§ **Brief**: Repeat word for word the lines from the one with "TARGET = air vent on orange wall" through the very last line, including both.

§ **Recorded information**:
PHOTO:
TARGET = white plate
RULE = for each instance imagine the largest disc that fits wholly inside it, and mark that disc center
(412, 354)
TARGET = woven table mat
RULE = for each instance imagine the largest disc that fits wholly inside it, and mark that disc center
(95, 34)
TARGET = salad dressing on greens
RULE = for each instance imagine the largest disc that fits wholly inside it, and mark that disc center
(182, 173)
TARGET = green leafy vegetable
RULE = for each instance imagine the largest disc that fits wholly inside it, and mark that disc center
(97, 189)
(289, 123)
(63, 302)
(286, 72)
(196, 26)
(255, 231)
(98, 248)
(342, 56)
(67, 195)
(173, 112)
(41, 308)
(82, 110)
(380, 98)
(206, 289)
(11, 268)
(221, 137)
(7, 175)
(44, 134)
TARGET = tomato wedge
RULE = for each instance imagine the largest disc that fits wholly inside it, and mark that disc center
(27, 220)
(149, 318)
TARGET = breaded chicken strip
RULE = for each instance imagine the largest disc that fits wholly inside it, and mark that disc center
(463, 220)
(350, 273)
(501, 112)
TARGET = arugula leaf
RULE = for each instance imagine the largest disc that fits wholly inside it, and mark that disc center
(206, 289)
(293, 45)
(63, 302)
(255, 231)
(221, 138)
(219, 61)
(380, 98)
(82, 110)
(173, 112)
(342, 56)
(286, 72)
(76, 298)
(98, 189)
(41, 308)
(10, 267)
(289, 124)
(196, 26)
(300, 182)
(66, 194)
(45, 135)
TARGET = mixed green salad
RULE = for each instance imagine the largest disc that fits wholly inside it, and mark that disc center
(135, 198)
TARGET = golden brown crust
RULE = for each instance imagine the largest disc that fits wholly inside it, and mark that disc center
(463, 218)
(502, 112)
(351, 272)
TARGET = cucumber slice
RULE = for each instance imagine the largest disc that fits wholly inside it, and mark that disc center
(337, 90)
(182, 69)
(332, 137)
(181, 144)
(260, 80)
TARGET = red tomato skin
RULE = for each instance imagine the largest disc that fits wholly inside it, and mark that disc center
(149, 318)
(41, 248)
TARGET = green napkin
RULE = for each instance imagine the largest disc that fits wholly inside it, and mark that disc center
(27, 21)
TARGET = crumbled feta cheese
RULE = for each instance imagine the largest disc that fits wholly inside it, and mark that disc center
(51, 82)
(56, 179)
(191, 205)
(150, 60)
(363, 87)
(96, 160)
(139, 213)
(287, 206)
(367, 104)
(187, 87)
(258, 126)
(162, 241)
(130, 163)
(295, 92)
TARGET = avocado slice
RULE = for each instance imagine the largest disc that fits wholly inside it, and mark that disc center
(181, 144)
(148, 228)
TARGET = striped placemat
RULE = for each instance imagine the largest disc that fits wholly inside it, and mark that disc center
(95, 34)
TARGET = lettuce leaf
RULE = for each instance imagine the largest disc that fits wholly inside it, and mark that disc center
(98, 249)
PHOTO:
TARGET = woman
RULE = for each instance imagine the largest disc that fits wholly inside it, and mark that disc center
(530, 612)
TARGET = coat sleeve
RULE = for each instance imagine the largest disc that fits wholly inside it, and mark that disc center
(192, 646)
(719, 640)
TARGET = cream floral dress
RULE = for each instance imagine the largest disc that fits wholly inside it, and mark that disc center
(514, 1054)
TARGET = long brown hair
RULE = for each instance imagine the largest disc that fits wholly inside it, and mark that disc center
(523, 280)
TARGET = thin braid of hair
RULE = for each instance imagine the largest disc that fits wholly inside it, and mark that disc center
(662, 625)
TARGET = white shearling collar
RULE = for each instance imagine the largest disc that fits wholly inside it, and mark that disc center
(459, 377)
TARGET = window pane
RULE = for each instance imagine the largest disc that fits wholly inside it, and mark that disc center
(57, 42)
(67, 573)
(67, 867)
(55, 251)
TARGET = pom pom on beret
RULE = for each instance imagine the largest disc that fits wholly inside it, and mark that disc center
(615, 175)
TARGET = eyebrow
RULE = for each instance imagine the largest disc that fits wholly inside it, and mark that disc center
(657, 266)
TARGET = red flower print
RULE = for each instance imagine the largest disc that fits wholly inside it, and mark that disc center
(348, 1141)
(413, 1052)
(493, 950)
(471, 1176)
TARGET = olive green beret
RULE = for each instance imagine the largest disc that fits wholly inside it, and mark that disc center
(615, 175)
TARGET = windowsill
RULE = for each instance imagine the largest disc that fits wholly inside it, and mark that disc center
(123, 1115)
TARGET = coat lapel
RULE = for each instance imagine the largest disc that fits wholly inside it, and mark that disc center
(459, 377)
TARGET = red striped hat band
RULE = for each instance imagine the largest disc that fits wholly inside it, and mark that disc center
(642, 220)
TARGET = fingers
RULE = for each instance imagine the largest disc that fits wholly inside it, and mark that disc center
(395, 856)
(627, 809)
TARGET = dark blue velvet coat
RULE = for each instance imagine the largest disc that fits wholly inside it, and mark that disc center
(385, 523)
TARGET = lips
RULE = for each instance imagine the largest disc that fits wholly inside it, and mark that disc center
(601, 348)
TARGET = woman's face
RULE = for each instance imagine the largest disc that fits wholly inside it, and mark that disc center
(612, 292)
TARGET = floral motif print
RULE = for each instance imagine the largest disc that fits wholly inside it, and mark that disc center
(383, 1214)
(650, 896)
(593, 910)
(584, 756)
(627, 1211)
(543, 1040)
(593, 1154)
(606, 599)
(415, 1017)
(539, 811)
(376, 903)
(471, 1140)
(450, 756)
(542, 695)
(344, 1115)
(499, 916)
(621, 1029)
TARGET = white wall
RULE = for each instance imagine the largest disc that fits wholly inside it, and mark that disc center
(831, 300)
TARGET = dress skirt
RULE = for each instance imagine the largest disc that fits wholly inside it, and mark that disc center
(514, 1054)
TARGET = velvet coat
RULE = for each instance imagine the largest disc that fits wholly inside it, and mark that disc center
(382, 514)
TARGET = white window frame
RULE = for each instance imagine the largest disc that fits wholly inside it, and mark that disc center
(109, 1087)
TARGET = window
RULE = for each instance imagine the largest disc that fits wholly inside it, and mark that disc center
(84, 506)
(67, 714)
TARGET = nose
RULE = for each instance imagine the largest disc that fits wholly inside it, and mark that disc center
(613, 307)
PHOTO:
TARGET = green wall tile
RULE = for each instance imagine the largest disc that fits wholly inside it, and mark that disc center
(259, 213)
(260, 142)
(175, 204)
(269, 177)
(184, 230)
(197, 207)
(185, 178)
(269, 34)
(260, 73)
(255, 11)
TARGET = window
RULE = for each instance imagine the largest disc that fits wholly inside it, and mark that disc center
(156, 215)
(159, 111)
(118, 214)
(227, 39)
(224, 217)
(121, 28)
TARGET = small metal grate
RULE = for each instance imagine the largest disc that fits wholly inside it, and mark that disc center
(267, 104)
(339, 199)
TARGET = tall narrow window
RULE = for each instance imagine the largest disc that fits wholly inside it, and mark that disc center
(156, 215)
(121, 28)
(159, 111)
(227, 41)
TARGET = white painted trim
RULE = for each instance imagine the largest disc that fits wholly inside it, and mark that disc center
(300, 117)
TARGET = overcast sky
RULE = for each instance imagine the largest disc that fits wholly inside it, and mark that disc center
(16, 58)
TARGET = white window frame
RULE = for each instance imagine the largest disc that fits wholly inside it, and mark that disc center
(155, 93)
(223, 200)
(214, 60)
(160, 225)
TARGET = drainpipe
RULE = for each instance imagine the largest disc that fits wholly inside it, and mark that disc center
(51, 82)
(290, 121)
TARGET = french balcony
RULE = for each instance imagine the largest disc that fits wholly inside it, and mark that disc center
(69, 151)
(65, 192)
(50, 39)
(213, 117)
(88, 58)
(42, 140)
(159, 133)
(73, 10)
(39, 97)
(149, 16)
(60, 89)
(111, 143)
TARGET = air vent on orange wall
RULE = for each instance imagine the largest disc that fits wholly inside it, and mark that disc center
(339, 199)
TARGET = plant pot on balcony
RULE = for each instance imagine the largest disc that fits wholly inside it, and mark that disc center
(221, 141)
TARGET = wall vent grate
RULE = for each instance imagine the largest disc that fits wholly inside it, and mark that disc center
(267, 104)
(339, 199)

§ **Task result**:
TARGET = air vent on orange wall
RULE = for each instance imagine the largest disc that fits wholly inside it, and mark that disc center
(339, 199)
TARGET = plant pot on balcony
RULE = for each instance imagine the largest disc that fits wholly inside it, and mark that disc center
(221, 141)
TARGET = wall vent grate
RULE = for each instance imagine the largest disc that fits wholly inside it, and mark that disc center
(267, 104)
(339, 199)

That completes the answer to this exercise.